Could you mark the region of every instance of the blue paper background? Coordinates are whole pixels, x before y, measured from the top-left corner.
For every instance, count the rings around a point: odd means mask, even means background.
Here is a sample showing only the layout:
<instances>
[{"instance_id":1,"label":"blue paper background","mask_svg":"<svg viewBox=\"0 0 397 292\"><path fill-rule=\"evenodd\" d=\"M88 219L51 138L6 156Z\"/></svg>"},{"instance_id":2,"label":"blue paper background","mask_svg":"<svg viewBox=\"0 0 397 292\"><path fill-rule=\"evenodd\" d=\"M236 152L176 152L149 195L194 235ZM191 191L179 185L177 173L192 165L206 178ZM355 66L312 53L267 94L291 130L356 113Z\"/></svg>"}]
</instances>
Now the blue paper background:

+===+

▶ Descrição da tarefa: Reescreva todas as linhas acima trocando "blue paper background" por "green paper background" e mantendo todo o resto igual.

▶ Resposta da tarefa:
Could you mark the region of every instance of the green paper background? Coordinates are whole pixels, x before y, measured from the top-left corner.
For every instance, count the rings around a point: odd means mask, even means background.
Here is a sample showing only the layout:
<instances>
[{"instance_id":1,"label":"green paper background","mask_svg":"<svg viewBox=\"0 0 397 292\"><path fill-rule=\"evenodd\" d=\"M88 219L51 138L6 156Z\"/></svg>"},{"instance_id":2,"label":"green paper background","mask_svg":"<svg viewBox=\"0 0 397 292\"><path fill-rule=\"evenodd\" d=\"M236 152L176 152L149 195L194 235ZM191 191L179 185L177 173L192 165L206 178ZM355 66L312 53L267 94L291 130L356 113Z\"/></svg>"}]
</instances>
Now the green paper background:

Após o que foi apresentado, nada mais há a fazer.